## Dataset extract
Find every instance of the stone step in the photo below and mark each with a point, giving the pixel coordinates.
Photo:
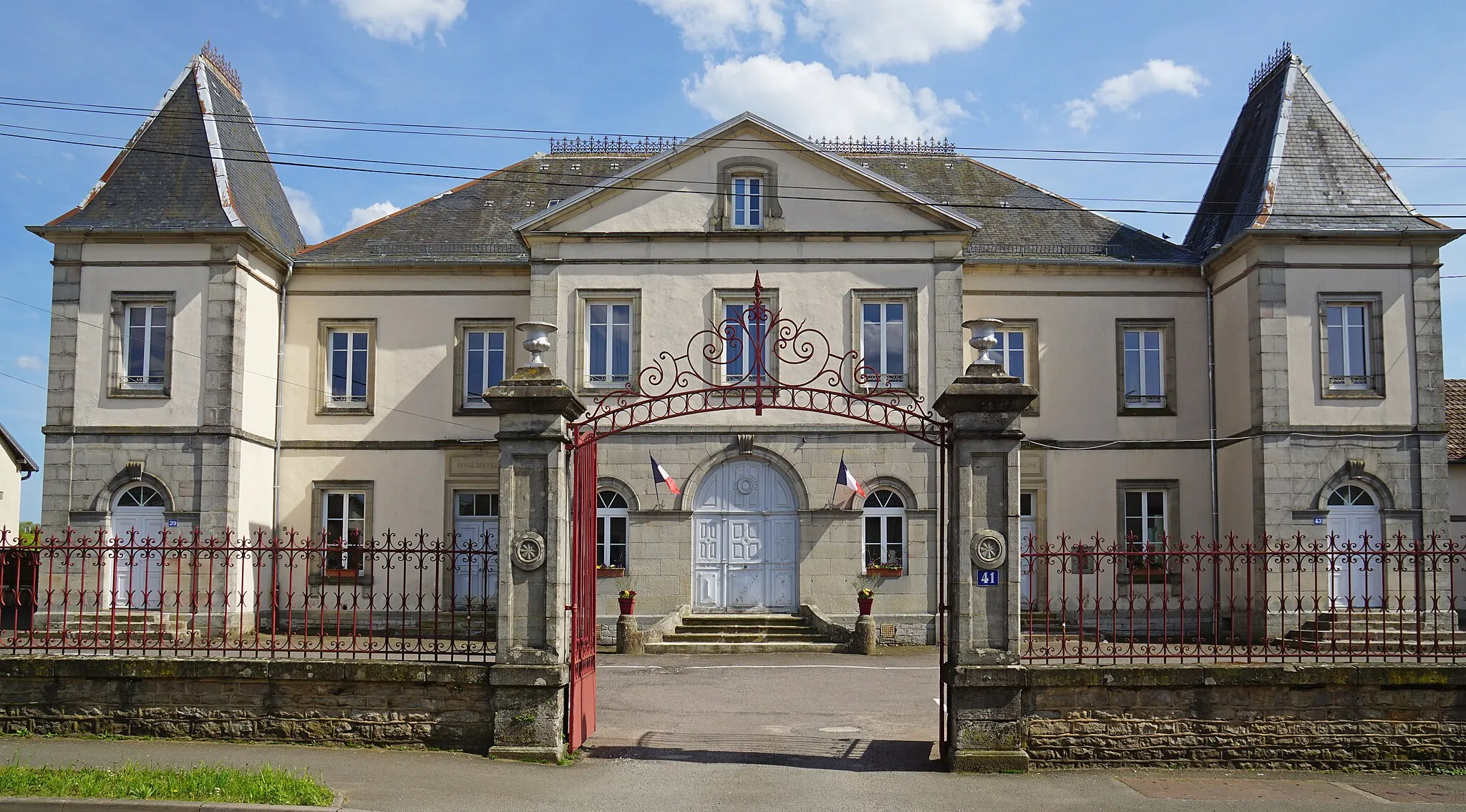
(742, 648)
(742, 637)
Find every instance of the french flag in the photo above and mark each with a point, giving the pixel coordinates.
(660, 475)
(848, 479)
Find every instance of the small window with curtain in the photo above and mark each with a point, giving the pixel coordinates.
(608, 342)
(484, 359)
(612, 519)
(745, 343)
(1145, 361)
(141, 352)
(884, 518)
(748, 201)
(348, 356)
(883, 345)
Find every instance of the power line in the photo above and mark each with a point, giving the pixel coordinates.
(646, 185)
(230, 155)
(523, 134)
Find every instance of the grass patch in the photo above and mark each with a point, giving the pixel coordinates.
(218, 783)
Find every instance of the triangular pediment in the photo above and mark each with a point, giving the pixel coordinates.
(807, 191)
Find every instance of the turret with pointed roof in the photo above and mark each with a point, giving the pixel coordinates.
(1293, 162)
(195, 163)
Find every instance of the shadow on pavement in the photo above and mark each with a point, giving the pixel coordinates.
(855, 755)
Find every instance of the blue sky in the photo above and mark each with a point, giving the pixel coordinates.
(1142, 77)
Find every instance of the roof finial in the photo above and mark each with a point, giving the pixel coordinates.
(222, 65)
(1280, 56)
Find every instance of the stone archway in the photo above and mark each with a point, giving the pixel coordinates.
(745, 539)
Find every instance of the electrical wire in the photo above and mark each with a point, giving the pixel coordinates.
(956, 205)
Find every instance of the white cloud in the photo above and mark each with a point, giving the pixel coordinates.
(304, 208)
(878, 33)
(719, 24)
(808, 99)
(402, 19)
(1119, 93)
(374, 212)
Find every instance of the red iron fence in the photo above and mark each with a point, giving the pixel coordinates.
(390, 597)
(1197, 600)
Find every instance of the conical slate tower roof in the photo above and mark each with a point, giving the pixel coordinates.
(195, 163)
(1293, 163)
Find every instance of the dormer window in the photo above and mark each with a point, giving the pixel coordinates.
(748, 201)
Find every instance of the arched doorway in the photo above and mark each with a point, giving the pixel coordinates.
(137, 528)
(745, 539)
(1355, 569)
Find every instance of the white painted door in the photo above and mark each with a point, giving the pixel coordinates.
(1355, 567)
(475, 562)
(138, 564)
(745, 539)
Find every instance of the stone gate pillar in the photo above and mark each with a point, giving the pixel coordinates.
(984, 682)
(531, 670)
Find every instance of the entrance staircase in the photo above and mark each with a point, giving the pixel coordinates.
(1379, 632)
(742, 634)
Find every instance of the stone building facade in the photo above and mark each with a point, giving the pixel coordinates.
(243, 380)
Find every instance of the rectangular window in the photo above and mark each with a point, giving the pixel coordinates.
(883, 345)
(1348, 346)
(748, 202)
(608, 338)
(346, 368)
(610, 538)
(484, 353)
(745, 343)
(1145, 370)
(1012, 352)
(144, 346)
(344, 522)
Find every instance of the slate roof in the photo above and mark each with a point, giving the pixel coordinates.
(22, 461)
(474, 222)
(1292, 162)
(166, 176)
(1456, 419)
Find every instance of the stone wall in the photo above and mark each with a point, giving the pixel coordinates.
(306, 701)
(1304, 715)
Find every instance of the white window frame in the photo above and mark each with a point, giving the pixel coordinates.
(878, 376)
(739, 333)
(485, 367)
(147, 377)
(747, 204)
(608, 378)
(888, 518)
(608, 514)
(1151, 393)
(1356, 363)
(346, 549)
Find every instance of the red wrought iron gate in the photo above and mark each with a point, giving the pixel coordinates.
(581, 708)
(754, 359)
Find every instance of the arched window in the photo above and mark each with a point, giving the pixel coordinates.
(140, 496)
(610, 529)
(884, 529)
(1351, 496)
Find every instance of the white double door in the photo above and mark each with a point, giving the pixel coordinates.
(1355, 566)
(475, 562)
(137, 575)
(745, 542)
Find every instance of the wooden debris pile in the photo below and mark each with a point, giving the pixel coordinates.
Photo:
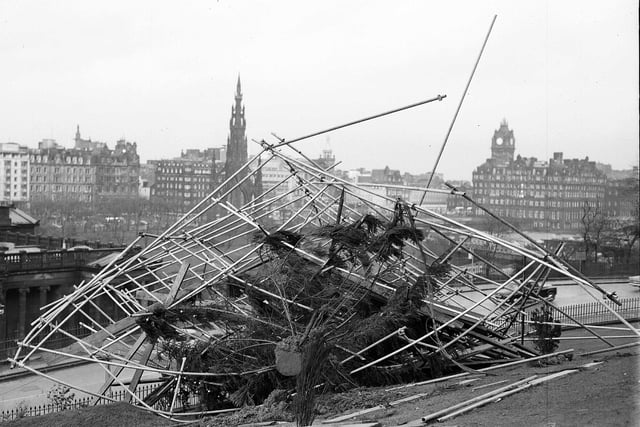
(317, 284)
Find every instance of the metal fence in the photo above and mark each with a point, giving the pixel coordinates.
(119, 395)
(591, 313)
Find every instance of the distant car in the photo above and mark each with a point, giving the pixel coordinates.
(80, 248)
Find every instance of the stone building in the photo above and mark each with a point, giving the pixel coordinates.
(536, 195)
(87, 172)
(117, 170)
(183, 182)
(59, 173)
(14, 172)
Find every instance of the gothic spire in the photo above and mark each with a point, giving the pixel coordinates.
(238, 88)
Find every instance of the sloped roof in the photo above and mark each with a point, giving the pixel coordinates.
(20, 217)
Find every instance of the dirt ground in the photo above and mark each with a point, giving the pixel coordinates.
(605, 395)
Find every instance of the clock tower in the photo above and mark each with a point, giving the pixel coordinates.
(503, 144)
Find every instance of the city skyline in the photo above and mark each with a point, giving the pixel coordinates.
(563, 75)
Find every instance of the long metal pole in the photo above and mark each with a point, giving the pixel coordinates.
(455, 116)
(355, 122)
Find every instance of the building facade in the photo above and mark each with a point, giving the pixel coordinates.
(536, 195)
(183, 182)
(88, 172)
(58, 173)
(14, 172)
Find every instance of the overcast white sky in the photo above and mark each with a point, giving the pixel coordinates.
(563, 73)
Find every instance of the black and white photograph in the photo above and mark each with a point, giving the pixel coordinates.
(331, 213)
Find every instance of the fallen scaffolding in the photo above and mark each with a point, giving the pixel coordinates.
(348, 287)
(354, 288)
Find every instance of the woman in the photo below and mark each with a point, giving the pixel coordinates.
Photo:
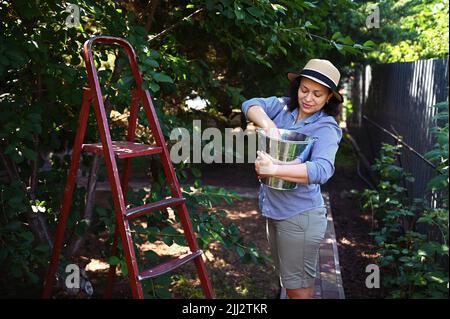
(296, 219)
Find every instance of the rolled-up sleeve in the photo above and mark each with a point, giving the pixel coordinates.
(320, 167)
(271, 105)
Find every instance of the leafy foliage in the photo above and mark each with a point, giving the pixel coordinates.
(410, 30)
(412, 233)
(224, 51)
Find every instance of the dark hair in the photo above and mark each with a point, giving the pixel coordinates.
(332, 107)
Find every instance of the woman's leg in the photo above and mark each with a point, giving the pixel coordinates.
(297, 241)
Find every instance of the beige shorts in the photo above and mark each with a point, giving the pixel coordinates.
(294, 244)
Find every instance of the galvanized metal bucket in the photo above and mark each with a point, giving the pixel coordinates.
(283, 150)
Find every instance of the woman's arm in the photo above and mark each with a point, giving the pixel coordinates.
(257, 115)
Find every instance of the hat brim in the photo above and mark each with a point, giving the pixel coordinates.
(292, 76)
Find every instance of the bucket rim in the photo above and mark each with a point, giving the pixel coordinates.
(308, 139)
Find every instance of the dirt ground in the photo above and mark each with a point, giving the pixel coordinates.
(233, 279)
(352, 225)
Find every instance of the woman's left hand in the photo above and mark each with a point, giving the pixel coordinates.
(264, 165)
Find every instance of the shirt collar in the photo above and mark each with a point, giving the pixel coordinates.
(309, 119)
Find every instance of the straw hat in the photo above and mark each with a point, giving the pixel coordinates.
(322, 72)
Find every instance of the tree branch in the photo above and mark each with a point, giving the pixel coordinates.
(162, 33)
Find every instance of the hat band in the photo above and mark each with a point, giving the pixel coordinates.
(321, 77)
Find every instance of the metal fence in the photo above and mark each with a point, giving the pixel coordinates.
(399, 97)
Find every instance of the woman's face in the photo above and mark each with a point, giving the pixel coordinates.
(312, 96)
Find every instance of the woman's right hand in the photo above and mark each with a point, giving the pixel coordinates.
(272, 132)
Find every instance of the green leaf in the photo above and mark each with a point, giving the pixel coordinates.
(255, 12)
(369, 43)
(239, 13)
(161, 77)
(29, 154)
(113, 260)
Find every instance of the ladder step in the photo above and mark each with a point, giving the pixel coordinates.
(148, 208)
(124, 149)
(168, 265)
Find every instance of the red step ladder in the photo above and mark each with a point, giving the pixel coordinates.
(126, 150)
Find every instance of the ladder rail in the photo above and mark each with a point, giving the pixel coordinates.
(119, 186)
(105, 137)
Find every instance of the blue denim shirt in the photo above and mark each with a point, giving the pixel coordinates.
(282, 204)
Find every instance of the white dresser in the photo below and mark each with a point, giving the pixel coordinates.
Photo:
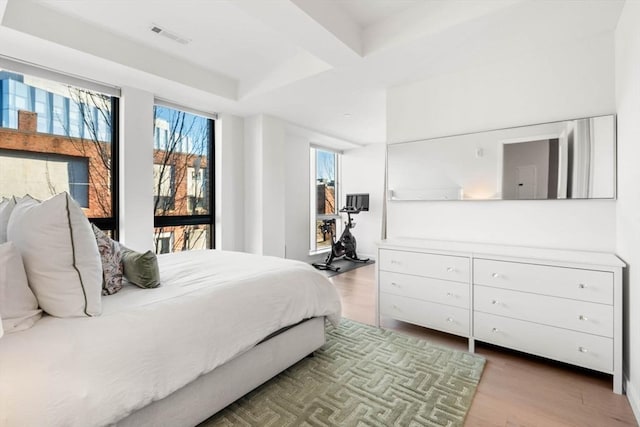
(559, 304)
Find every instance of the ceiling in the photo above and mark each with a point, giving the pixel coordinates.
(323, 65)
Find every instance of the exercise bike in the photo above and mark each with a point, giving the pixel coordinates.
(345, 247)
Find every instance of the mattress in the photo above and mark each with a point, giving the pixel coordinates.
(148, 343)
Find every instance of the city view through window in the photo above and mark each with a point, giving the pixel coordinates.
(326, 208)
(181, 172)
(55, 137)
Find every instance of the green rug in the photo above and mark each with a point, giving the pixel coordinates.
(364, 376)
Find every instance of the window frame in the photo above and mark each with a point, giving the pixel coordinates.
(313, 215)
(111, 223)
(162, 221)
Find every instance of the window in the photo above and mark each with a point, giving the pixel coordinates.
(325, 218)
(183, 155)
(57, 137)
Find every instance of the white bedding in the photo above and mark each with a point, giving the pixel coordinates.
(148, 343)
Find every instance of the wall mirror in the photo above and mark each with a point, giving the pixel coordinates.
(572, 159)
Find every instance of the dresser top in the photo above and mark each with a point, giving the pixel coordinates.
(479, 250)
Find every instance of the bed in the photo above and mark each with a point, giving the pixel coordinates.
(220, 324)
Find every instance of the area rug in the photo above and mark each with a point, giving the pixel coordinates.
(364, 376)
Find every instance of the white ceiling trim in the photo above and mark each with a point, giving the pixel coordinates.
(48, 24)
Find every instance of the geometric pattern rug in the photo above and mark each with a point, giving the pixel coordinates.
(364, 376)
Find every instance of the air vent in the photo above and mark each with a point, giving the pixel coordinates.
(169, 34)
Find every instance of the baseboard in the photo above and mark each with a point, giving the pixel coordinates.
(634, 397)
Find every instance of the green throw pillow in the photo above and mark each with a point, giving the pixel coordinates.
(141, 269)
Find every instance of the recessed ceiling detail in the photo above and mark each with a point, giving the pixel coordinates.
(305, 61)
(171, 35)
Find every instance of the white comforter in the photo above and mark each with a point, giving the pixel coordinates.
(148, 343)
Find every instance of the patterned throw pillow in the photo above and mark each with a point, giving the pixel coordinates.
(111, 257)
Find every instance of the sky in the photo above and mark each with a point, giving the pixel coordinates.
(326, 165)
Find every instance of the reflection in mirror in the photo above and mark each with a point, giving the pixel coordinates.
(573, 159)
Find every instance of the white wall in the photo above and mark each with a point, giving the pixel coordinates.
(363, 172)
(264, 175)
(567, 82)
(297, 198)
(628, 205)
(136, 169)
(229, 162)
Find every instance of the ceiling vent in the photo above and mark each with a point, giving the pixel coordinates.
(169, 34)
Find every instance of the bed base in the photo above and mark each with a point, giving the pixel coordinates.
(212, 392)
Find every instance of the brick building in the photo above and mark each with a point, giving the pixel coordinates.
(53, 150)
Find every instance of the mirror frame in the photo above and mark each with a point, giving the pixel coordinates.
(456, 194)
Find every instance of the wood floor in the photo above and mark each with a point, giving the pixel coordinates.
(515, 389)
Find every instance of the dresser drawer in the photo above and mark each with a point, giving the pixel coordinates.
(573, 283)
(589, 351)
(446, 318)
(444, 267)
(425, 288)
(588, 317)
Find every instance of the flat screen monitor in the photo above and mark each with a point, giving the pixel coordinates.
(358, 201)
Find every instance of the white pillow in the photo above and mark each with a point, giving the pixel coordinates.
(6, 207)
(18, 306)
(60, 255)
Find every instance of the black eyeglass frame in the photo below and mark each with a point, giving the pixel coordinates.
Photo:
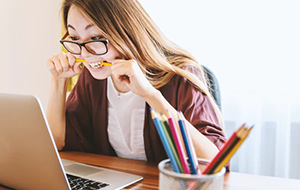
(105, 42)
(62, 41)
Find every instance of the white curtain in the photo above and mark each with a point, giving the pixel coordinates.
(253, 47)
(273, 147)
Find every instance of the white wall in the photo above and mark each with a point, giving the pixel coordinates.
(30, 33)
(253, 47)
(247, 44)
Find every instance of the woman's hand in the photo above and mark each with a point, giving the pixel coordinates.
(128, 71)
(63, 66)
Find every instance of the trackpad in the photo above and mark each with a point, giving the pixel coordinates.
(81, 169)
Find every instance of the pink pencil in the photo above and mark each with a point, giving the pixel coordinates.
(178, 144)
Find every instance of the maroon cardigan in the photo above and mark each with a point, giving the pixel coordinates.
(87, 116)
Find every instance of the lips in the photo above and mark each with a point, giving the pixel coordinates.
(96, 65)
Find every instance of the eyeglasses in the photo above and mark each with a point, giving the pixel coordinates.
(96, 47)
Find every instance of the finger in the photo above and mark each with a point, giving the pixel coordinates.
(51, 67)
(124, 78)
(64, 61)
(57, 64)
(77, 68)
(71, 59)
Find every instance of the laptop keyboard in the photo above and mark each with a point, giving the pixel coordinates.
(78, 183)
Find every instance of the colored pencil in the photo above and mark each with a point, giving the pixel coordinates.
(178, 144)
(225, 149)
(164, 141)
(192, 158)
(84, 61)
(171, 144)
(232, 152)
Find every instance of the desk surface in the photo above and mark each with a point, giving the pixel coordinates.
(232, 180)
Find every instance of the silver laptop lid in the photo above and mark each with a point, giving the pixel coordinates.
(28, 156)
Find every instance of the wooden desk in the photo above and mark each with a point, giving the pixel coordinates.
(232, 180)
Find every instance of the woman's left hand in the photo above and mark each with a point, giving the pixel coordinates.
(128, 71)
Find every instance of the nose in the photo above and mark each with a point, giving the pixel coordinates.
(84, 53)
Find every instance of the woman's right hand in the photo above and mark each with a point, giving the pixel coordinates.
(63, 66)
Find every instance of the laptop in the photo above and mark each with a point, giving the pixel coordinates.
(29, 159)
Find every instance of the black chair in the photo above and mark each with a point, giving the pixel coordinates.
(213, 85)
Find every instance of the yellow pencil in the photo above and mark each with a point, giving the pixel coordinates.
(84, 61)
(231, 153)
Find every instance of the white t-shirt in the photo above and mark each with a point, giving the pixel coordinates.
(126, 115)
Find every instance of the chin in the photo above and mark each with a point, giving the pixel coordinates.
(100, 73)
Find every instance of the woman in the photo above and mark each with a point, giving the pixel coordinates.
(108, 111)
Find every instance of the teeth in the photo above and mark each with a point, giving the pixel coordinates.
(96, 65)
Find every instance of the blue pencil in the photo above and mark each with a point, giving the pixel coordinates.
(164, 140)
(188, 146)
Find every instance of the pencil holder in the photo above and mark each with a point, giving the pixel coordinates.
(168, 179)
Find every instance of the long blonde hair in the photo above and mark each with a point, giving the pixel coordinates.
(129, 28)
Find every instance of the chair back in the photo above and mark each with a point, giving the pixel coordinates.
(214, 87)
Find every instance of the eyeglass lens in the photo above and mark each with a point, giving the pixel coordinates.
(93, 47)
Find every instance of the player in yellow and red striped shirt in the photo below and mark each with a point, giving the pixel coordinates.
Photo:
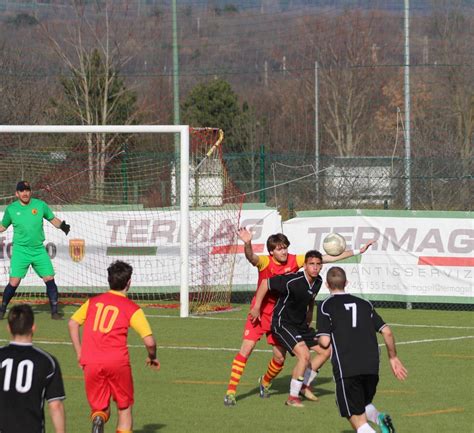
(277, 262)
(103, 352)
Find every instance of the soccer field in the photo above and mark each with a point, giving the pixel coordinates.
(187, 394)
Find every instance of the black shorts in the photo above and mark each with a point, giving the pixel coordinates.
(354, 393)
(289, 336)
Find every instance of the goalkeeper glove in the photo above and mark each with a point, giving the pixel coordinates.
(65, 227)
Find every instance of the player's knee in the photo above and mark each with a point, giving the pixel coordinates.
(278, 358)
(247, 348)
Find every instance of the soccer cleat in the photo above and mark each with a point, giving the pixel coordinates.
(294, 402)
(229, 400)
(385, 423)
(98, 424)
(264, 390)
(308, 394)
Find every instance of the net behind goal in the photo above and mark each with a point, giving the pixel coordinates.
(129, 193)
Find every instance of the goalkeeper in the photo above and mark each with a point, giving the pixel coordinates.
(26, 215)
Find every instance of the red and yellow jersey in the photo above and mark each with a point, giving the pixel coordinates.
(268, 267)
(106, 319)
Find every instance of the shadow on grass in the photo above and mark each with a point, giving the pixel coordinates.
(150, 428)
(281, 385)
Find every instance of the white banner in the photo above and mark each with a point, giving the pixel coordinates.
(413, 257)
(148, 239)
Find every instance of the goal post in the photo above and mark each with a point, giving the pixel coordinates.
(196, 146)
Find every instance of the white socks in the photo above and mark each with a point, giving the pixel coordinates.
(365, 428)
(295, 386)
(309, 376)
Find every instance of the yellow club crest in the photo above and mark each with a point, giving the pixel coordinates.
(77, 249)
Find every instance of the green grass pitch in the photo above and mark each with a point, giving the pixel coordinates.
(187, 394)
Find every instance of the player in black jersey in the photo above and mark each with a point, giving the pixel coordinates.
(28, 376)
(349, 324)
(292, 316)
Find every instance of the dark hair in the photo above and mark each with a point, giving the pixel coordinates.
(119, 275)
(313, 254)
(21, 320)
(336, 278)
(275, 240)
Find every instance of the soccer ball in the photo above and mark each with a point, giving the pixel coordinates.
(334, 244)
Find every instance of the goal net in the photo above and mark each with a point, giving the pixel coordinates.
(133, 193)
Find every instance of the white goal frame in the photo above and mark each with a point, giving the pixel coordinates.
(183, 131)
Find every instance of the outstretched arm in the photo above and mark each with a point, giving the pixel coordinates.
(398, 369)
(246, 237)
(75, 337)
(150, 345)
(349, 253)
(261, 292)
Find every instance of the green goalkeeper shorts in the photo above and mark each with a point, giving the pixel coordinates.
(24, 257)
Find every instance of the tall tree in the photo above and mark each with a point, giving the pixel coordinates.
(94, 91)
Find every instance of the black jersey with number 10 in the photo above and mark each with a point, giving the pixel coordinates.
(352, 324)
(28, 377)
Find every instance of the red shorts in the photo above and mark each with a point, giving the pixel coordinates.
(255, 331)
(108, 380)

## Aim of the exercise
Only lines holding the word "below" are wanted; copy each one from the listing.

## Response area
Find every instance of the stone step in the photo below and mark each with a point, giving the pixel coordinates.
Find every instance of the wooden debris pile in the photo below and mark each with a point, giving the pixel coordinates.
Find every instance of the woman in the photo below and mark each with a point, giving the pixel coordinates.
Find every instance of the white dresser in the photo below and mark each with a point, giving the pixel coordinates.
Find every instance of the black eyeglass frame in the photo below and mark each with a point, giving the pixel coordinates.
Find every instance of the player in yellow and red striped shirt in the photo below and mark each with a point, giving the pixel coordinates.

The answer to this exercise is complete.